-- Entries provided start --

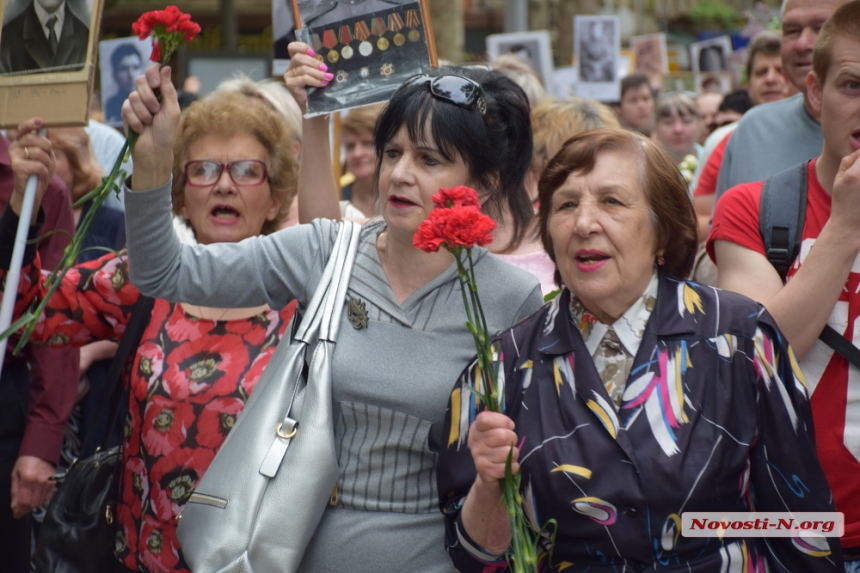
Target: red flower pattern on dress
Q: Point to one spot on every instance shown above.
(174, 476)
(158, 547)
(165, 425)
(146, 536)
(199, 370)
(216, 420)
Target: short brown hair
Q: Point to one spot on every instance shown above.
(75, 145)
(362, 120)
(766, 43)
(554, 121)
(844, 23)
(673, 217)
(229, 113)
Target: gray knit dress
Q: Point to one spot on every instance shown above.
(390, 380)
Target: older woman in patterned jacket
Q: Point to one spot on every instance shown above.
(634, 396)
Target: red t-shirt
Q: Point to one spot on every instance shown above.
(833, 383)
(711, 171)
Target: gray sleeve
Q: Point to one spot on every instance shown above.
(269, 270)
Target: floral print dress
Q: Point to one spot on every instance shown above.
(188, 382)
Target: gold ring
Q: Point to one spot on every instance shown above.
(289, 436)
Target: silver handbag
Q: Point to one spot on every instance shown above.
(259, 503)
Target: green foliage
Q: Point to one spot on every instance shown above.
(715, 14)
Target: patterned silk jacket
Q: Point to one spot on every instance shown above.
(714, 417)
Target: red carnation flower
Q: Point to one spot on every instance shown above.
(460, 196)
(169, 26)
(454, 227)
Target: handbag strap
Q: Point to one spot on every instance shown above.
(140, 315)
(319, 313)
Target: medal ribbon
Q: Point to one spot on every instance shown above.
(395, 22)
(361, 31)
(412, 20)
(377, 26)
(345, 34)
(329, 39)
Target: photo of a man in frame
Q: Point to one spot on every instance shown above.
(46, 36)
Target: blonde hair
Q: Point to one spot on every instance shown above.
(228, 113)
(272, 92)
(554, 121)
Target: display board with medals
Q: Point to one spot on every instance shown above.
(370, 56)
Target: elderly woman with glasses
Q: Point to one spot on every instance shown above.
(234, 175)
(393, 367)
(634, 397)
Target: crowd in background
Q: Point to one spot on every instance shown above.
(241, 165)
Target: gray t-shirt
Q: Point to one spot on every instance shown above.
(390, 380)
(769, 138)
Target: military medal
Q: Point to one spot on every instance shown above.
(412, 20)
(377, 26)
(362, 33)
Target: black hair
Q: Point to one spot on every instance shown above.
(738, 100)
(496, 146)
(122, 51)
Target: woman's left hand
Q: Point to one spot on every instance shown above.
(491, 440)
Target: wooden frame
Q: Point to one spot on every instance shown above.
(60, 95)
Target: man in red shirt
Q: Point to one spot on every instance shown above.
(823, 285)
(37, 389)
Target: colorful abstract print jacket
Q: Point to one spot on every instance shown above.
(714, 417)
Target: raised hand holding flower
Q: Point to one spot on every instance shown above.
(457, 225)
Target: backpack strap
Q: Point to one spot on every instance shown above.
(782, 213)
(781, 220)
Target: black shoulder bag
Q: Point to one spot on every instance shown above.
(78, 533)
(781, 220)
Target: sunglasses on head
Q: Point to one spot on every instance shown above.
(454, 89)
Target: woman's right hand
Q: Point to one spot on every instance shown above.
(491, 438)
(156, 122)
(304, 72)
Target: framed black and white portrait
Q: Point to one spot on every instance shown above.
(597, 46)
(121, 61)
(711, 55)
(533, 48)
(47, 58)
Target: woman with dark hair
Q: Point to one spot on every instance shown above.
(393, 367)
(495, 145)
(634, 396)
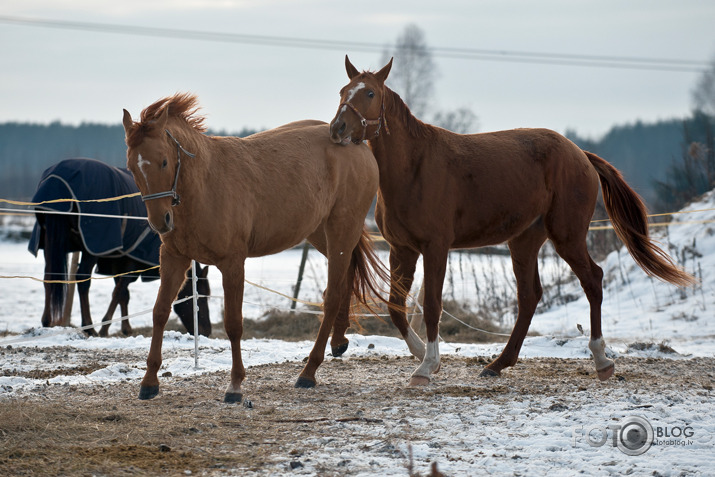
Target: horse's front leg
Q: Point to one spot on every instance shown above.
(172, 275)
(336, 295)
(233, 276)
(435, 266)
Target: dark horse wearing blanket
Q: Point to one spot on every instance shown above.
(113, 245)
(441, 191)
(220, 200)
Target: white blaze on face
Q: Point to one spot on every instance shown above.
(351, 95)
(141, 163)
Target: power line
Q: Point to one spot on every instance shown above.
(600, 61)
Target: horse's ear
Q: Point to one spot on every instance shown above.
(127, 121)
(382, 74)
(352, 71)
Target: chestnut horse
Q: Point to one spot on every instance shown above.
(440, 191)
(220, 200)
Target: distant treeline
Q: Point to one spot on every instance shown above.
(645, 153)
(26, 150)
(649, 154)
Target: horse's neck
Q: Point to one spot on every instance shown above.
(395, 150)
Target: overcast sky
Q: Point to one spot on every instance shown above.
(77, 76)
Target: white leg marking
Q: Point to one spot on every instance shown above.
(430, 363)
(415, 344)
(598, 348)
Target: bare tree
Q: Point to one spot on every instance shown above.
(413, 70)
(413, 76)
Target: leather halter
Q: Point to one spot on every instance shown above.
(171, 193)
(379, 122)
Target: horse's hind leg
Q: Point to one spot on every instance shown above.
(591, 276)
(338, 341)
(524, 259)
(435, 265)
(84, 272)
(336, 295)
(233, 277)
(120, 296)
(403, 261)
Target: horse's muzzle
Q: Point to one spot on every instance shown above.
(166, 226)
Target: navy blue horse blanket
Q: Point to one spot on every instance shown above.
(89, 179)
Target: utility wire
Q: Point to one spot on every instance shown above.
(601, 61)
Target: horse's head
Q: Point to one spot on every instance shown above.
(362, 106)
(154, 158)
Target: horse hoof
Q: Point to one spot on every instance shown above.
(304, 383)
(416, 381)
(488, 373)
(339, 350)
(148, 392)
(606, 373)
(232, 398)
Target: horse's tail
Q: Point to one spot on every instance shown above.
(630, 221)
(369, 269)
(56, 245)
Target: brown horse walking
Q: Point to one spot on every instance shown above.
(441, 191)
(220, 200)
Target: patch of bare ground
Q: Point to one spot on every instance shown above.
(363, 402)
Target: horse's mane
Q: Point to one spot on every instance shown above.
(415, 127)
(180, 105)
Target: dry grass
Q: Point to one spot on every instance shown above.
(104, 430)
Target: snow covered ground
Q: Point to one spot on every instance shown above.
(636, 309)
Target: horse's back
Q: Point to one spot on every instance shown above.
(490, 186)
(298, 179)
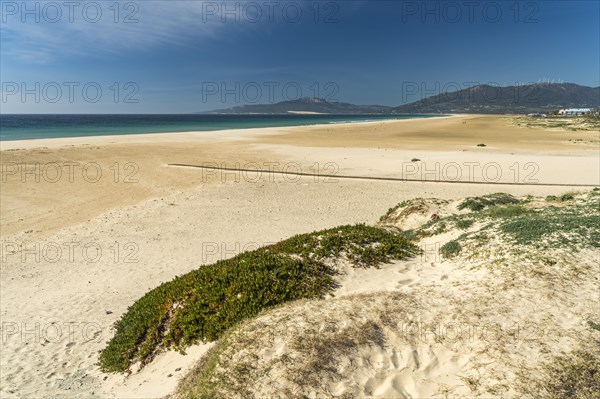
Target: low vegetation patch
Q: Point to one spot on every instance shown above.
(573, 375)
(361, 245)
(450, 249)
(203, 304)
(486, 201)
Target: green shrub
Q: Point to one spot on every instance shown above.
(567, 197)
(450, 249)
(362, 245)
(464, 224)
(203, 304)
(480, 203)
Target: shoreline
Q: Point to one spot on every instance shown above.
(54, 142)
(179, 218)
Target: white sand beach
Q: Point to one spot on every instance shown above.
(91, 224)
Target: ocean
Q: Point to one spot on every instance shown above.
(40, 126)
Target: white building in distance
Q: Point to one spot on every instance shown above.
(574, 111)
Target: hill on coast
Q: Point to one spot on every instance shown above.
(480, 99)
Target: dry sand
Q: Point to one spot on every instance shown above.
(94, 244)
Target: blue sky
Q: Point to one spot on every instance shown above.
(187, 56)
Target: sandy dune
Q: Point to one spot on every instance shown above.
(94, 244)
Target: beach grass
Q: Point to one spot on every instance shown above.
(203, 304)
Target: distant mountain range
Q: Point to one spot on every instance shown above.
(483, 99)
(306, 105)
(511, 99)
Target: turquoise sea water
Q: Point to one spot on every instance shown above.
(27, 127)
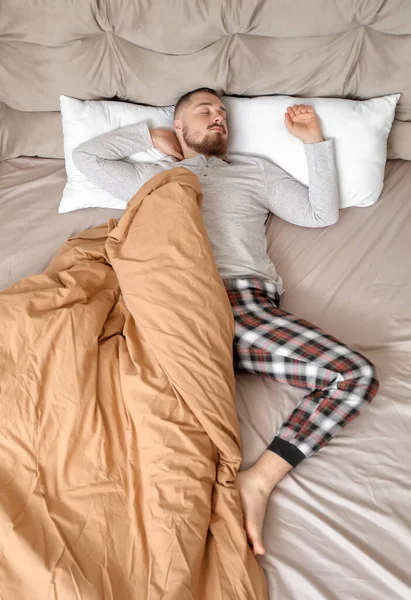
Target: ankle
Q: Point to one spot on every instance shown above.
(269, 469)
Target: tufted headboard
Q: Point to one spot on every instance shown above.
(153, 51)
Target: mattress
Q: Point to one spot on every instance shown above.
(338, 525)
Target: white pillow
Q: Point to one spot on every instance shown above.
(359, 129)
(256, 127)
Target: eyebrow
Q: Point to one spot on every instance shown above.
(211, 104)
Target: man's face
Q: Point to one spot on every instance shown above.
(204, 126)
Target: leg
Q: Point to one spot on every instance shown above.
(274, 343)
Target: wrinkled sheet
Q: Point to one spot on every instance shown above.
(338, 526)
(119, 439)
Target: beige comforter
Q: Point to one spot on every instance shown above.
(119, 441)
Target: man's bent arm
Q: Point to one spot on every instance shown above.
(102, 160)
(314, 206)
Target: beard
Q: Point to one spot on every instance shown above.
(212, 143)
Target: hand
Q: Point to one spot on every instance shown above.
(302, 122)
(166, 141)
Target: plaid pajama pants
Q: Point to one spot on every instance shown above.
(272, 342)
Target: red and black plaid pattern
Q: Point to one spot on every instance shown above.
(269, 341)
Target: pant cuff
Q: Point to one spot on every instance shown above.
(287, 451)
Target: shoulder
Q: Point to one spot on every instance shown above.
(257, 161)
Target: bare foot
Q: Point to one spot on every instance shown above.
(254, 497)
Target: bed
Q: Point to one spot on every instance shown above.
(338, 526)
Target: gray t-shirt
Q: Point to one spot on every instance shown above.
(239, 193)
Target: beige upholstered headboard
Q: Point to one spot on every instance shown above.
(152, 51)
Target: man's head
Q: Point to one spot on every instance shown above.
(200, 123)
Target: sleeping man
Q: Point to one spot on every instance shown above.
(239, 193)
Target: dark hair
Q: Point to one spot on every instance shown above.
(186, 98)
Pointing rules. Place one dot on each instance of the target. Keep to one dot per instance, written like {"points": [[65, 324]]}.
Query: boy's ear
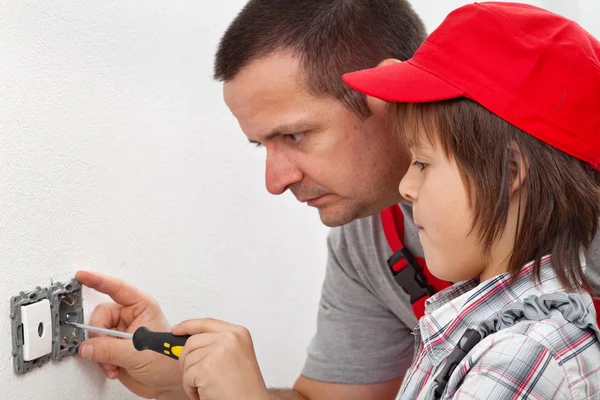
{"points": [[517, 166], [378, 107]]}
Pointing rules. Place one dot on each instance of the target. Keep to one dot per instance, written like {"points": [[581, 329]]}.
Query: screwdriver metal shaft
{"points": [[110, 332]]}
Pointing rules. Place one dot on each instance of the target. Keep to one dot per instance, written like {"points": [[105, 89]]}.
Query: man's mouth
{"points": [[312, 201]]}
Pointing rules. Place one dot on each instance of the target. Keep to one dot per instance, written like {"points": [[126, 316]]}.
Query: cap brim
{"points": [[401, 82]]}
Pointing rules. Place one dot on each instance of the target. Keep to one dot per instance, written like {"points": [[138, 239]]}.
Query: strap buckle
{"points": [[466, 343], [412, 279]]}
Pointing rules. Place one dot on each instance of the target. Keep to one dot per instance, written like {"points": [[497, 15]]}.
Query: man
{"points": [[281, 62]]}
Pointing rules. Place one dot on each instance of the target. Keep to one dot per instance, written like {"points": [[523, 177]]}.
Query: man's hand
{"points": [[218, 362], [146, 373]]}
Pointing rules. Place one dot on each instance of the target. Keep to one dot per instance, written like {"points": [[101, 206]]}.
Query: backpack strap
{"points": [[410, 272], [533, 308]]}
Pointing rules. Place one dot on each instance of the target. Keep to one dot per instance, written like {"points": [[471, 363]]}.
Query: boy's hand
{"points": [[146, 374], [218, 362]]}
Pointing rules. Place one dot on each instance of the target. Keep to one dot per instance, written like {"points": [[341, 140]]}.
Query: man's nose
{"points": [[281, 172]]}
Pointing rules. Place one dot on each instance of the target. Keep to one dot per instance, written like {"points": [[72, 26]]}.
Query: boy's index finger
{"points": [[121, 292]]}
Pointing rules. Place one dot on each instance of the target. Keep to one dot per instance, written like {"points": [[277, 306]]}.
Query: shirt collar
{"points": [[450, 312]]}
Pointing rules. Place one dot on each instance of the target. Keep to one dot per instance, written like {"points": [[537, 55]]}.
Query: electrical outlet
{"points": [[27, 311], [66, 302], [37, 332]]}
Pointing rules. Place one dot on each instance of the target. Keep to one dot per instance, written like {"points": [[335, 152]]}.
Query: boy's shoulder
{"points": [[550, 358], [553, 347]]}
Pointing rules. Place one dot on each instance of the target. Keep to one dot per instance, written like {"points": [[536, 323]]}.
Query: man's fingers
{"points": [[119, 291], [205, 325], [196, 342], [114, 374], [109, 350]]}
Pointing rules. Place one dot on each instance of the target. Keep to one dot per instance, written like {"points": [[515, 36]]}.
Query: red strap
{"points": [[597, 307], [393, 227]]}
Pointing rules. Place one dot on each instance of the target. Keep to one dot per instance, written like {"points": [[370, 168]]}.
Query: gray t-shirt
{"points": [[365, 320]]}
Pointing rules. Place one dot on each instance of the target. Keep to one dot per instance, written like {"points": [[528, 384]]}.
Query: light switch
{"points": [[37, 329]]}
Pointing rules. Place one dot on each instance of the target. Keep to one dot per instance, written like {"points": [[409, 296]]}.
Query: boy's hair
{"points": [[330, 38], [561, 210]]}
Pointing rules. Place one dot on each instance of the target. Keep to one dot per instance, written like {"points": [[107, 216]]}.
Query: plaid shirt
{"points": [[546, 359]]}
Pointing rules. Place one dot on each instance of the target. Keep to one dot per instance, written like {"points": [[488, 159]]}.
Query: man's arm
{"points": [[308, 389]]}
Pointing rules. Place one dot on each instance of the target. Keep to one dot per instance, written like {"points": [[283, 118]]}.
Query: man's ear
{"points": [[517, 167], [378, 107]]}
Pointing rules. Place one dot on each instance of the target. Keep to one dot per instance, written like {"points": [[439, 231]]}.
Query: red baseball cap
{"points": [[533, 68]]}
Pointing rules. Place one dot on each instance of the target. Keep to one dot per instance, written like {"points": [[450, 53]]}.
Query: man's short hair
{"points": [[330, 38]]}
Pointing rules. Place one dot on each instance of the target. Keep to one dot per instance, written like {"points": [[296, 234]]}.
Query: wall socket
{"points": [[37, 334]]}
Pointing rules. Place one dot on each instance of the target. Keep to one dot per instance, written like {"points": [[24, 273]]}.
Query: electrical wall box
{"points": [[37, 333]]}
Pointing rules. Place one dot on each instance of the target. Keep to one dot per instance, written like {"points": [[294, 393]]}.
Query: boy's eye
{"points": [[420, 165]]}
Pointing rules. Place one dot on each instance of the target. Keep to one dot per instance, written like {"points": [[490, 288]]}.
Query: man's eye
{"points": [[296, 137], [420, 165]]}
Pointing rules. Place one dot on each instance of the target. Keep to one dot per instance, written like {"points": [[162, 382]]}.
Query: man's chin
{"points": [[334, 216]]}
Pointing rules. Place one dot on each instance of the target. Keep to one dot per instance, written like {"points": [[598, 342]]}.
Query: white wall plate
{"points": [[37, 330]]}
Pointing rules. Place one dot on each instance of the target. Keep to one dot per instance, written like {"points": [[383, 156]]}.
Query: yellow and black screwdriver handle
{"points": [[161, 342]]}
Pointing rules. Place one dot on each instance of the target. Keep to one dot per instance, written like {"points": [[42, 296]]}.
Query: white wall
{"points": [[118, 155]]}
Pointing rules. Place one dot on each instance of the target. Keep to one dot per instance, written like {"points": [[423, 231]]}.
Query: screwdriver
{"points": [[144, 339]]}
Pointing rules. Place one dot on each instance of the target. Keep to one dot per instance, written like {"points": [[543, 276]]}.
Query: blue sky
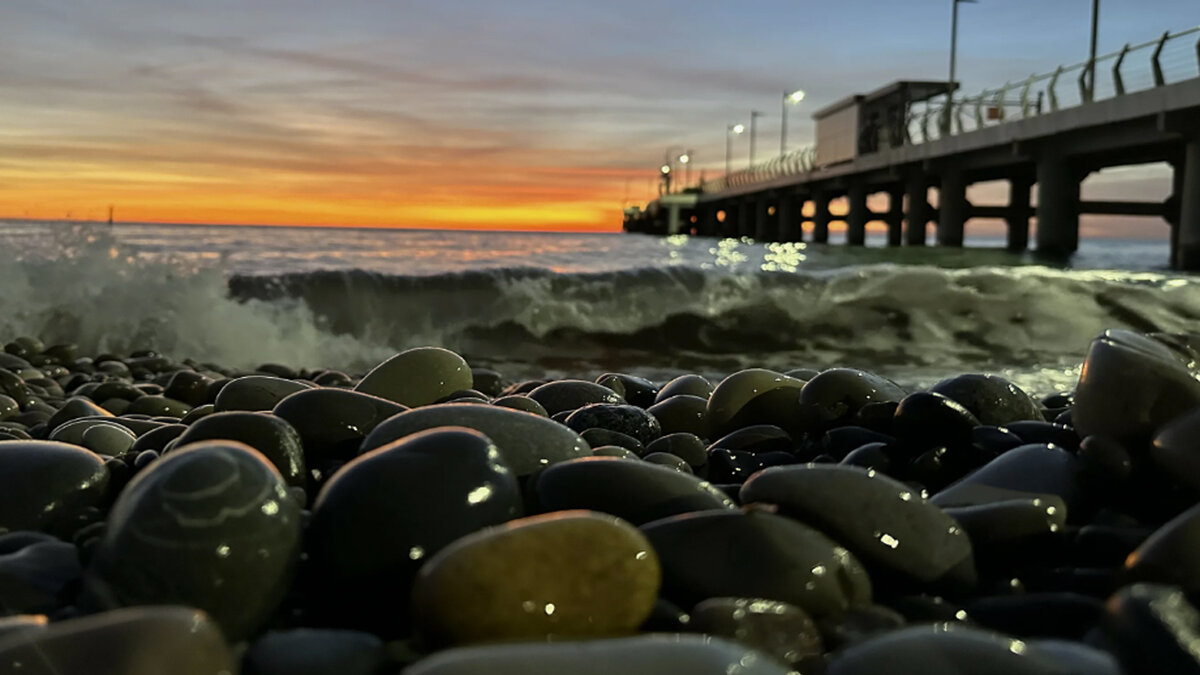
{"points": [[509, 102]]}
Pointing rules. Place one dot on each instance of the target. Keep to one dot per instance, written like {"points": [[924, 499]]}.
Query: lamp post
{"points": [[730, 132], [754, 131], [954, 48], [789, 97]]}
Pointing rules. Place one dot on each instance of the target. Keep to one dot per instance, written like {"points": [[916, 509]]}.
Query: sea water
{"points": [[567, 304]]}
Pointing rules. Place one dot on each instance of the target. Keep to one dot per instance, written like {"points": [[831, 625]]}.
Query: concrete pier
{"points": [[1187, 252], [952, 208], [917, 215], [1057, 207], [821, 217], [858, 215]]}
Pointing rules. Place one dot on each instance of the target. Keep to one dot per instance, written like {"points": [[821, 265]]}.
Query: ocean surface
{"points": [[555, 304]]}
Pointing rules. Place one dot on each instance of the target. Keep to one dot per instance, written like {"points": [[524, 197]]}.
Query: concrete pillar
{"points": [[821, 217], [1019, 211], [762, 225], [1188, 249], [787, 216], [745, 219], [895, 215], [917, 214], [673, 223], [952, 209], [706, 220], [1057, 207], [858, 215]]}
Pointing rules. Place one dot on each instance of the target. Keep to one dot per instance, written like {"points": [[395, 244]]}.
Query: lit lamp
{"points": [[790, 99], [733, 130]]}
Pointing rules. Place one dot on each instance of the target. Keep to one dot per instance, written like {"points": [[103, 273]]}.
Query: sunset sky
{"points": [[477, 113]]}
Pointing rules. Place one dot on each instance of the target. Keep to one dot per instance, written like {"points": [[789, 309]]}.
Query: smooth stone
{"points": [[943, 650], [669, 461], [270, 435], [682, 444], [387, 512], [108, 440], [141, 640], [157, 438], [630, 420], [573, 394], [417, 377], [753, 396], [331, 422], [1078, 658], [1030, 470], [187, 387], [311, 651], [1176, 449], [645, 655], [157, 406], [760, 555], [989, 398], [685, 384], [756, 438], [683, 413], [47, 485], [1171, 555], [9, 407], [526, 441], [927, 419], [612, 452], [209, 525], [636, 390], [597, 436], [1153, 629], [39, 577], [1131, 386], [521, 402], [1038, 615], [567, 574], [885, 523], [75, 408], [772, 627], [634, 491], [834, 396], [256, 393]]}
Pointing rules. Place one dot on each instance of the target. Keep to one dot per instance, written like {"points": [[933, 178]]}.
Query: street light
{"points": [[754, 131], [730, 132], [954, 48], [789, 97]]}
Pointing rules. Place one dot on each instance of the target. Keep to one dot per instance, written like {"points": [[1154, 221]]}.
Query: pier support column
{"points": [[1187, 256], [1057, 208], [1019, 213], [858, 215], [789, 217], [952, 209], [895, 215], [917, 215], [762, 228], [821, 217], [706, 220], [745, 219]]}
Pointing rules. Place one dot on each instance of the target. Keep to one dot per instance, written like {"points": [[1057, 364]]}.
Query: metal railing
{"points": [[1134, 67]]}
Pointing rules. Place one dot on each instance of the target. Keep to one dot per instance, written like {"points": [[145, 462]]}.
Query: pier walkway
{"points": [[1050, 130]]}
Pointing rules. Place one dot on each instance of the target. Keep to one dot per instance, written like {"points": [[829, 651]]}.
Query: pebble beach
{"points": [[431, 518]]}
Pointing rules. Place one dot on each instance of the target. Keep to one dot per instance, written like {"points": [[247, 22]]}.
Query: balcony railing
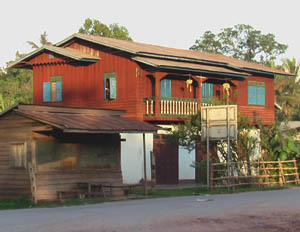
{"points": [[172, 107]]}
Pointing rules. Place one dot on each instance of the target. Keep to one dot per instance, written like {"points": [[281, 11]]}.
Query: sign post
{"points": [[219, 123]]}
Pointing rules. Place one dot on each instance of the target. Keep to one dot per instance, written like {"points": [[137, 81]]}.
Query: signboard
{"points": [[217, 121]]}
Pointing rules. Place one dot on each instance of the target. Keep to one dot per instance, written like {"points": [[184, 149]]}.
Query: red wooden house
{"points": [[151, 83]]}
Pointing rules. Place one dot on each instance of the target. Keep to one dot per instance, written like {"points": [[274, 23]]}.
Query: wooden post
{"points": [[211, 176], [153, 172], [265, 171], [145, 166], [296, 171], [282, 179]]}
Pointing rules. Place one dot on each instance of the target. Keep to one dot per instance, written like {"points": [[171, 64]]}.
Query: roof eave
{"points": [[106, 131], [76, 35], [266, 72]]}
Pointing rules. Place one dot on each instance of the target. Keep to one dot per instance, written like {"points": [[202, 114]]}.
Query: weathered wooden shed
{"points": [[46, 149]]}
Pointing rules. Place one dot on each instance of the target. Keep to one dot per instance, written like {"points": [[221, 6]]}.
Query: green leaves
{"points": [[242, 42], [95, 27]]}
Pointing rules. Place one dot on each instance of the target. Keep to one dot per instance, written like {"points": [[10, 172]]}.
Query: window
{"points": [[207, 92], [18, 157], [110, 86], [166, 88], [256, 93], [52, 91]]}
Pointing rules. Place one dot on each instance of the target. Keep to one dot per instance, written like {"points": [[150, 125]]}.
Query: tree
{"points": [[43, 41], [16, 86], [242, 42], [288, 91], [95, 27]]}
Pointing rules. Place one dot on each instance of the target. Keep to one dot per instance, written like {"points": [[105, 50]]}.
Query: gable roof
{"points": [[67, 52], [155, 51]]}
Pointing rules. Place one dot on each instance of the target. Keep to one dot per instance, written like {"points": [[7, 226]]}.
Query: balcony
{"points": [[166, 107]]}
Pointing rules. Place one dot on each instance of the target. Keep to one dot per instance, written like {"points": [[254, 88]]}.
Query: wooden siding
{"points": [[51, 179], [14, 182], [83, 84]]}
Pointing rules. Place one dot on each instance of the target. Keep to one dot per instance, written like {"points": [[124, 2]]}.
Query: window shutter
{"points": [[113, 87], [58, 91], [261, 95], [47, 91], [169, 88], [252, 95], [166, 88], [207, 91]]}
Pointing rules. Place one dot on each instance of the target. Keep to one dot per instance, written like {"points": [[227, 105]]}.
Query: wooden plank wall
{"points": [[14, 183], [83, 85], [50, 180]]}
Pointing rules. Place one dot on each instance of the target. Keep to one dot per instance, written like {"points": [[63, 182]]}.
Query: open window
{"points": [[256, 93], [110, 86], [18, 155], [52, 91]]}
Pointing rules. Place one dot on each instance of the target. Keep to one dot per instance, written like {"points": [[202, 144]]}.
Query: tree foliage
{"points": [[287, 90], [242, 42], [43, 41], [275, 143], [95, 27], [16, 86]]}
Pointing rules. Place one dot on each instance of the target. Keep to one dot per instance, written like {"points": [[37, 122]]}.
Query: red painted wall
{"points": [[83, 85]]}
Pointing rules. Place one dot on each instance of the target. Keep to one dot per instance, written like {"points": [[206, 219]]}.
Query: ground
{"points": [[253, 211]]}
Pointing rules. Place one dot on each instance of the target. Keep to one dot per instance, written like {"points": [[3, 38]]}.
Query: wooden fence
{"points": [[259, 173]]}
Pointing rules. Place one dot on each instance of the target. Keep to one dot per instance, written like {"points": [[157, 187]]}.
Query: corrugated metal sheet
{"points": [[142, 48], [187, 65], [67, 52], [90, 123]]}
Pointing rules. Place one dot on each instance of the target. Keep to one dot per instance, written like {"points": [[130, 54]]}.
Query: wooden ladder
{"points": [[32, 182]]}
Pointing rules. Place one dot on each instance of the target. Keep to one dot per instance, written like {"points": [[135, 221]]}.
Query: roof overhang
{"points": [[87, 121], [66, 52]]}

-- Entries provided end --

From the rows above, pull out each line that includes the word "backpack" and copy it unchanged.

-- Exercise output --
Target: backpack strap
Query: backpack strap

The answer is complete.